胡椒は油分と好相性なので、炒め物などにおすすめです。

・当たり前のように、調理の下ごしらえの時に出てくる「塩と胡椒」という言葉ですが、使い方の順番は守りましょう。まず、塩で整えてから、胡椒を振りかけて締めます。仕上げの香り付けには、食卓で、各自が好みの量を振りかけましょう。

・肉の臭み消しの目的に胡椒を使う時は、下ごしらえの段階で使用するのが効果的です。

・胡椒の香りを有効に発揮させるには胡椒を加えるタイミングが大切です。胡椒は香辛料のひとつで、熱に弱く、加熱しすぎれば香りも飛んでしまうので、調理の最後、仕上げに使うと香りが立ち上ります。

・胡椒の入れすぎには注意しましょう。胡椒の量はほんの少しだけ、入れすぎると辛さが際立ってしまい、せっかくの食材の旨みや風味を消してしまいます。

6-2.胡椒はこんな料理にも合います

いつもの料理にササッと振れば、味変に! 香りと辛みがアクセント!

  • 食パンにバターとこしょう、ハチミツや溶けるチーズをのせて。
  • スクランブルエッグやオムレツに。
  • 卵かけご飯に。粉チーズをプラスしても。

演習の目的: 胡椒の使い方の文章のうち、「胡椒は油分と好相性なので、炒め物などにおすすめです。」から「みや風味を消してしまいます。」までの部分を、「食卓」を「テーブル」に改めたうえでもう一度書いてください。

データ抜粋:
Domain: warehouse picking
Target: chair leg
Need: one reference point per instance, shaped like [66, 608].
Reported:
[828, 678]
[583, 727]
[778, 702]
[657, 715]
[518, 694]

出力結果:
胡椒は油分と好相性なので、炒め物などにおすすめです。

・当たり前のように、調理の下ごしらえの時に出てくる「塩と胡椒」という言葉ですが、使い方の順番は守りましょう。まず、塩で整えてから、胡椒を振りかけて締めます。仕上げの香り付けには、テーブルで、各自が好みの量を振りかけましょう。

・肉の臭み消しの目的に胡椒を使う時は、下ごしらえの段階で使用するのが効果的です。

・胡椒の香りを有効に発揮させるには胡椒を加えるタイミングが大切です。胡椒は香辛料のひとつで、熱に弱く、加熱しすぎれば香りも飛んでしまうので、調理の最後、仕上げに使うと香りが立ち上ります。

・胡椒の入れすぎには注意しましょう。胡椒の量はほんの少しだけ、入れすぎると辛さが際立ってしまい、せっかくの食材の旨みや風味を消してしまいます。